» Outline annotation records:
———

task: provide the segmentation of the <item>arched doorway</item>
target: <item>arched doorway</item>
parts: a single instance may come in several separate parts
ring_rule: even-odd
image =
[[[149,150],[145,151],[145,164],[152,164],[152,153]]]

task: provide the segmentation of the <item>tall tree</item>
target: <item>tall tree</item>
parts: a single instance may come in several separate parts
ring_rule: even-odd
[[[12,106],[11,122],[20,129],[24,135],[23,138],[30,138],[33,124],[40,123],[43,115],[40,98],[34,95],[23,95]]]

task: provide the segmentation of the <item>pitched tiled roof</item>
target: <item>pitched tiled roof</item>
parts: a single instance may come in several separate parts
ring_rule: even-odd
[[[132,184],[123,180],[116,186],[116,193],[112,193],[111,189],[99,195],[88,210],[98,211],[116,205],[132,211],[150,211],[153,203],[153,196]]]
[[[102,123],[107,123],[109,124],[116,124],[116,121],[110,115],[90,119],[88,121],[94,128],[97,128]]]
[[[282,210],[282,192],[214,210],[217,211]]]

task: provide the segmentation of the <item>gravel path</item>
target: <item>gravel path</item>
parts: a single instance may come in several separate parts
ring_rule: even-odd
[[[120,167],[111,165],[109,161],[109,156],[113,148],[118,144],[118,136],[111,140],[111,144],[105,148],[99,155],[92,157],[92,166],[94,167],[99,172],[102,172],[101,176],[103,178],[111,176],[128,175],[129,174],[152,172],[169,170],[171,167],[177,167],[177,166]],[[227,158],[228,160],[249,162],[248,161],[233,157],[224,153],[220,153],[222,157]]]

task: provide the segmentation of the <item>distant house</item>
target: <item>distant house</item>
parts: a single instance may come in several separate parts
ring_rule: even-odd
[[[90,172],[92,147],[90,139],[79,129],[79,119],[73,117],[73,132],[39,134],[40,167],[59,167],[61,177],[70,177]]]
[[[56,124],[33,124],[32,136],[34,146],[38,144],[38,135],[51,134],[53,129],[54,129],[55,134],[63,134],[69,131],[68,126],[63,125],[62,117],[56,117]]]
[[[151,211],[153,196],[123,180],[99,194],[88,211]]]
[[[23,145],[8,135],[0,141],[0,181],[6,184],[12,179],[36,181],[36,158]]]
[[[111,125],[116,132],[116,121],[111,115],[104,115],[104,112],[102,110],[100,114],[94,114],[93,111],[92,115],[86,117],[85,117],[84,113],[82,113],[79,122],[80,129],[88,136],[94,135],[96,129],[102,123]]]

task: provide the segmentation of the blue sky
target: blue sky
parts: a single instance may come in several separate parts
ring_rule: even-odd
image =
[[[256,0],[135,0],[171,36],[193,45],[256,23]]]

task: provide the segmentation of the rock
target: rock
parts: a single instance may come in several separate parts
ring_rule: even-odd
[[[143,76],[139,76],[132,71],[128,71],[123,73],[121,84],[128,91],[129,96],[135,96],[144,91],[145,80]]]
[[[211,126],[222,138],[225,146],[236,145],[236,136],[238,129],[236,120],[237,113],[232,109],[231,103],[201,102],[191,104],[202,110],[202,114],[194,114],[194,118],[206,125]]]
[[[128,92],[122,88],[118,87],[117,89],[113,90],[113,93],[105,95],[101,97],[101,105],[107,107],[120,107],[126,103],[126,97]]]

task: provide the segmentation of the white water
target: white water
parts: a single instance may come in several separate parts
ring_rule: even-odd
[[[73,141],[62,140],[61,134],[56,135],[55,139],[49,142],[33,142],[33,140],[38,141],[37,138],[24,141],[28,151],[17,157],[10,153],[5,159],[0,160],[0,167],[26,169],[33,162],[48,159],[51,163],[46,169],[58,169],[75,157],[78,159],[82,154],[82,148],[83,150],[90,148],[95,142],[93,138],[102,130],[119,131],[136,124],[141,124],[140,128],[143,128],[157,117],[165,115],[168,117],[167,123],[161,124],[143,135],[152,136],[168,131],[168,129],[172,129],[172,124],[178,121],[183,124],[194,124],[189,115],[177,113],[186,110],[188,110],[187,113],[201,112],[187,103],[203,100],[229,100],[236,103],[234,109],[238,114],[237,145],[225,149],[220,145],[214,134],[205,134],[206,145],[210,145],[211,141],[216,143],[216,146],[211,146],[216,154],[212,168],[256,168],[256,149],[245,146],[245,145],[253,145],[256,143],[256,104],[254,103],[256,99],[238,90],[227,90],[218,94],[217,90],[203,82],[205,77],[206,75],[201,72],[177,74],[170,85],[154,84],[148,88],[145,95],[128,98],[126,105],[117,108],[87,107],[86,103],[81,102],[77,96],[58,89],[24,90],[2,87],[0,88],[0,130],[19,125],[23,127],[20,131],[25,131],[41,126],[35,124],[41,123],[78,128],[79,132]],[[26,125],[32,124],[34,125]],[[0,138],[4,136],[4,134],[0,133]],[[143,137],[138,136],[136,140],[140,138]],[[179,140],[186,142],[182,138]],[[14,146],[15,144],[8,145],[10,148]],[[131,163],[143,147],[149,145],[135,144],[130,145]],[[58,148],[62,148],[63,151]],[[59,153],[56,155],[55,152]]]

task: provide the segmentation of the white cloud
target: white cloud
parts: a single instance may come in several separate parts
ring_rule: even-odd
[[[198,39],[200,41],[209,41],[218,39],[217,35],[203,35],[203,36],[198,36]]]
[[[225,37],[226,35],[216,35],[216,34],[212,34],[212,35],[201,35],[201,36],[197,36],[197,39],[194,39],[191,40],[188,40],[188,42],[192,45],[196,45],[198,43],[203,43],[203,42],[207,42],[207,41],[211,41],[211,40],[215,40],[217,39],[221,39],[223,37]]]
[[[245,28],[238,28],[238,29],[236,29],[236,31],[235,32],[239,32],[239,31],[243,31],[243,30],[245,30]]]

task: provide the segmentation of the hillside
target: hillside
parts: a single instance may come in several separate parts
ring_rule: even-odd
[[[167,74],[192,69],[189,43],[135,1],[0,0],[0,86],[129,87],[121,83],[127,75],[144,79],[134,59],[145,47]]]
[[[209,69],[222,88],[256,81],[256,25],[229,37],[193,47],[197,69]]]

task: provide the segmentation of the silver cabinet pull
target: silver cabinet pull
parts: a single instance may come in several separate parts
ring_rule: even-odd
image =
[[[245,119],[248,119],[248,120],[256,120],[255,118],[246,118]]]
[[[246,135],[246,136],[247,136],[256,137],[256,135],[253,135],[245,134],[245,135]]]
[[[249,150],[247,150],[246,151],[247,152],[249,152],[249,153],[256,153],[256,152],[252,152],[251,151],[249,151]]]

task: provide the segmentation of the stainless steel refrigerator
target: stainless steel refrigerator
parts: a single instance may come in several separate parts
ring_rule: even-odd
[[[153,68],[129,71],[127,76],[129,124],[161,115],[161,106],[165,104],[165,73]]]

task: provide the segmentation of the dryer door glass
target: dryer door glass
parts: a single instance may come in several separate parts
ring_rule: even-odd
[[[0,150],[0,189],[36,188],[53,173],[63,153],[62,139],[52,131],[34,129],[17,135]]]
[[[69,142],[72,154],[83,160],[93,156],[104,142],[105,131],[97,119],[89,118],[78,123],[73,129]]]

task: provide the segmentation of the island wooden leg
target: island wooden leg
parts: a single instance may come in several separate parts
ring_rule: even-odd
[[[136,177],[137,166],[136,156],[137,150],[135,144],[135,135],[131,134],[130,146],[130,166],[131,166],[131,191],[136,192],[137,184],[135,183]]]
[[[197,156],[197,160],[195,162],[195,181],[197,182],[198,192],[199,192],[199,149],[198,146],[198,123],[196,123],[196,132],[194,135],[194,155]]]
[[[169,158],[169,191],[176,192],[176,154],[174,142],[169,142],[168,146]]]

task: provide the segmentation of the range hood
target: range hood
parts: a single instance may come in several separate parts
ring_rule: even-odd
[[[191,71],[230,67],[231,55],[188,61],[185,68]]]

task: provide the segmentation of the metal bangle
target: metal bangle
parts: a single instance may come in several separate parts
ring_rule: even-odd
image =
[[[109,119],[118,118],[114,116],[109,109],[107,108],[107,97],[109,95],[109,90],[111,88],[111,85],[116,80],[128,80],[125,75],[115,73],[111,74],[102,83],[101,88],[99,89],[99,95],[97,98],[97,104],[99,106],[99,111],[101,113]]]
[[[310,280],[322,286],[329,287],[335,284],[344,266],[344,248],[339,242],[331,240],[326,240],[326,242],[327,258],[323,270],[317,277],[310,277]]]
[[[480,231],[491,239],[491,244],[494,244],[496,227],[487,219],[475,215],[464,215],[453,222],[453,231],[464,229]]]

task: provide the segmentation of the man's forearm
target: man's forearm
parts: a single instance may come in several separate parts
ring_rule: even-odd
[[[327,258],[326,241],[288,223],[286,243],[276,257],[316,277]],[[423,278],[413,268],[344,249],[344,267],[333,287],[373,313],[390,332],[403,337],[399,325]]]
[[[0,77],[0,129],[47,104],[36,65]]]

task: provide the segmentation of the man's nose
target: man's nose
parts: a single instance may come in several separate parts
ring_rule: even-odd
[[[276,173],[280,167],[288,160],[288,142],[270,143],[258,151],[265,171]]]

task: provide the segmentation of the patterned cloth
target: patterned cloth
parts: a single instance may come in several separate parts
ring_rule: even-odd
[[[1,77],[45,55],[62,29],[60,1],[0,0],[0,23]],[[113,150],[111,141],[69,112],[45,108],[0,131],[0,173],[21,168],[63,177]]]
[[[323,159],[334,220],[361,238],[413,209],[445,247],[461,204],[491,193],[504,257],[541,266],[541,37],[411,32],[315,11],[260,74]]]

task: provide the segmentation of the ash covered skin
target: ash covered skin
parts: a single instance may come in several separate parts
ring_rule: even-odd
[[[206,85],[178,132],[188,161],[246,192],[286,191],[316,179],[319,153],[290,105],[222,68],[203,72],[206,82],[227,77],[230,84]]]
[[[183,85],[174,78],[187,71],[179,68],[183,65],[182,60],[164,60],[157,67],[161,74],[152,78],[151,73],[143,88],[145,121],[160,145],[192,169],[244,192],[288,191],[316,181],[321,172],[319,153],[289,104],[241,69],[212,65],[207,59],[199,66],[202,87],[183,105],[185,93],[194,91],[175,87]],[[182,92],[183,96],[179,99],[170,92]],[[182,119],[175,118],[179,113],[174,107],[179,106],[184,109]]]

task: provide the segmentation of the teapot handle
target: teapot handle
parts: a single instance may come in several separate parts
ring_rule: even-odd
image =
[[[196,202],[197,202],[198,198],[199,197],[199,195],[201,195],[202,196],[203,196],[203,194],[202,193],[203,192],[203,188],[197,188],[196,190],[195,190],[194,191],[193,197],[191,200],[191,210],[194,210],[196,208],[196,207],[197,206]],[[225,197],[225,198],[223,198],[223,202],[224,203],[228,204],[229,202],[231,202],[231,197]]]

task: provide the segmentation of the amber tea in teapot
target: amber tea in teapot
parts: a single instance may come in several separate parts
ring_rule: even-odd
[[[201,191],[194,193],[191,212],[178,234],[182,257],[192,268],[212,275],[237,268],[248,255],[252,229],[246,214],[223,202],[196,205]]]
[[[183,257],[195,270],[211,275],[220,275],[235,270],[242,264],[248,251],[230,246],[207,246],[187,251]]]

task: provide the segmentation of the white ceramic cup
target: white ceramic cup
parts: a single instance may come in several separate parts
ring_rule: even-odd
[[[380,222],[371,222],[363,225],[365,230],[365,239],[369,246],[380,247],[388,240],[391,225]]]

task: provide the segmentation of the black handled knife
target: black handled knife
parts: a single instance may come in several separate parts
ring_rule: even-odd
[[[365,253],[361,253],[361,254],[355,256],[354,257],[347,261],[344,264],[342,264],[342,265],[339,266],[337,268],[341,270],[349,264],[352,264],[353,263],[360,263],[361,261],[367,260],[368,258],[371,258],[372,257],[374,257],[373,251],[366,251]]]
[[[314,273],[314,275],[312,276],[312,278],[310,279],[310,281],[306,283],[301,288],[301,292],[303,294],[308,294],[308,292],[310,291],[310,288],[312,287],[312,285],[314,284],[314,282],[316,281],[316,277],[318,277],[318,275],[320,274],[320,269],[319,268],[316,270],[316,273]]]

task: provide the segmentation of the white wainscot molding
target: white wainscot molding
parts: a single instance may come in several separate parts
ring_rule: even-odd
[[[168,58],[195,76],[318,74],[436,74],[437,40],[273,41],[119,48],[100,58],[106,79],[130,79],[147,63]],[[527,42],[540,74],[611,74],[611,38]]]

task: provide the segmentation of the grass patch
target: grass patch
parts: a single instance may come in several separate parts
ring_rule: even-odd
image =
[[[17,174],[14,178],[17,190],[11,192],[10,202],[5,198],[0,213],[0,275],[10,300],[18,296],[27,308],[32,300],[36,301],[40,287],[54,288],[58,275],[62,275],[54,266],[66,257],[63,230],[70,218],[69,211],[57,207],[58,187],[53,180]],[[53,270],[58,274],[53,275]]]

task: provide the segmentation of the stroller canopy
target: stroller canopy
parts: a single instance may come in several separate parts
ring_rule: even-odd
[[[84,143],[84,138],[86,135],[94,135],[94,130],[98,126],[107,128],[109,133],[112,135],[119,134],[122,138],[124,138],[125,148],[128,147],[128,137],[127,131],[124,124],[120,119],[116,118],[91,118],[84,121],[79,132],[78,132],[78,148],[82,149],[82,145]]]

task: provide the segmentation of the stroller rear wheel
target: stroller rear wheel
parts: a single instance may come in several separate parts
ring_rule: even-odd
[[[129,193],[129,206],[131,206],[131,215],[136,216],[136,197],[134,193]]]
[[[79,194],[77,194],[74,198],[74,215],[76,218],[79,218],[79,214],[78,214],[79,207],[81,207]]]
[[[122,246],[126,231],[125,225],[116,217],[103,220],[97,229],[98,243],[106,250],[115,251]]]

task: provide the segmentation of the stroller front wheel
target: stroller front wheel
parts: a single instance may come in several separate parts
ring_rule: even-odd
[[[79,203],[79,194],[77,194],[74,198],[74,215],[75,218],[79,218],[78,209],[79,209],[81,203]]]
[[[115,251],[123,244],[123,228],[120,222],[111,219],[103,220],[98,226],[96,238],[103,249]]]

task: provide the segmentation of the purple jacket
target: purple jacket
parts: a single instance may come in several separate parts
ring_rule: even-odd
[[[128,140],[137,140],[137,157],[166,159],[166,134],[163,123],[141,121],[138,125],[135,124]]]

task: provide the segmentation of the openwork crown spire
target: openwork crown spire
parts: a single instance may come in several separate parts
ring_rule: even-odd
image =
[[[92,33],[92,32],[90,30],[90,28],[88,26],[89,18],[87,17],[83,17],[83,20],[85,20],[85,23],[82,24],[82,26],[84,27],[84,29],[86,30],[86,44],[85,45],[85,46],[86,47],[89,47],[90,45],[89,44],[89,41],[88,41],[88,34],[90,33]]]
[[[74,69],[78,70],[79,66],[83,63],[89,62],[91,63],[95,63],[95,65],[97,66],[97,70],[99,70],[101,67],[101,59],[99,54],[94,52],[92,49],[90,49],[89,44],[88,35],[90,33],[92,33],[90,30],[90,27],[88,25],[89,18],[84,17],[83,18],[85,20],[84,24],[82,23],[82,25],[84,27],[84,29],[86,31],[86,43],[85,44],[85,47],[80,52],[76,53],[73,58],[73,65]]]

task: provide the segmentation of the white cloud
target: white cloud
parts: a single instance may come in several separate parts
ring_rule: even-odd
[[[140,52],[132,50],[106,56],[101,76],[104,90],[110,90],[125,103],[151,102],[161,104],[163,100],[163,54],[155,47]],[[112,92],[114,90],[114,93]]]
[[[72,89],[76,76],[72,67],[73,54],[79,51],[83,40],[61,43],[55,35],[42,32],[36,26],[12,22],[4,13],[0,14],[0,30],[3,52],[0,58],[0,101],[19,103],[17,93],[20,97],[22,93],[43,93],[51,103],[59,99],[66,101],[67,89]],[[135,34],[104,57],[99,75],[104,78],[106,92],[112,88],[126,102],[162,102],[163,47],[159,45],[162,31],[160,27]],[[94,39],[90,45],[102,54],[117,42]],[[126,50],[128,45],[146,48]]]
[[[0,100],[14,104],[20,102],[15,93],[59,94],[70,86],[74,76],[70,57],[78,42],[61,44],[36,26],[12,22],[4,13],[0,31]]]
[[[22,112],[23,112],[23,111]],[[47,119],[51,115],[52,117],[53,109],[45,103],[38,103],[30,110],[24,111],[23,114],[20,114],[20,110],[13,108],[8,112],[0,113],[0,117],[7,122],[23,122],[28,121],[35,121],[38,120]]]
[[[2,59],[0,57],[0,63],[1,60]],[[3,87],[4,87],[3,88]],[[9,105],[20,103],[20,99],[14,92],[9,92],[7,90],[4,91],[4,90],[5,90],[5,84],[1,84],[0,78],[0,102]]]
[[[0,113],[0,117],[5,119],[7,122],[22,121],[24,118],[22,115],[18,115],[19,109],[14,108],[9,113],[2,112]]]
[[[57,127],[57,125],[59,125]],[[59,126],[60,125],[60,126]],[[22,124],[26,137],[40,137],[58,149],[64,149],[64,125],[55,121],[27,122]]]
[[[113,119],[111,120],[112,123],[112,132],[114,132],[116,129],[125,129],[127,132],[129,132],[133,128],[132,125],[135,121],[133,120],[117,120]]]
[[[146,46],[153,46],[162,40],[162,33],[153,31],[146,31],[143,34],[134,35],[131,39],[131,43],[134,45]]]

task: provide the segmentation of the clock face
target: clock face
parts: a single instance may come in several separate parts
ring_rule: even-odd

———

Express everything in the records from the line containing "task: provide the segmentation of the island" down to the line containing "[[[191,71],[230,67],[231,55],[188,61],[185,68]]]", both ends included, as a Markdown table with the columns Row and Line. Number each row and leave out blank lines.

| Row | Line |
|---|---|
| 1 | task: provide the segmentation of the island wooden leg |
| 2 | target: island wooden leg |
| 3 | parts: a single instance may come in several separate parts |
| 4 | ring_rule: even-odd |
| 5 | [[[136,177],[137,166],[136,156],[137,150],[135,144],[135,135],[131,134],[130,146],[130,166],[131,166],[131,191],[136,192],[137,184],[135,183]]] |
| 6 | [[[197,156],[197,160],[195,162],[195,181],[197,182],[198,192],[199,192],[199,149],[198,146],[198,123],[196,123],[196,132],[194,135],[194,155]]] |
| 7 | [[[169,158],[169,191],[176,192],[176,154],[174,142],[169,142],[168,146]]] |
| 8 | task: provide the segmentation of the range hood |
| 9 | target: range hood |
| 10 | parts: a single instance may come in several separate parts |
| 11 | ring_rule: even-odd |
| 12 | [[[191,71],[230,67],[231,55],[188,61],[185,68]]] |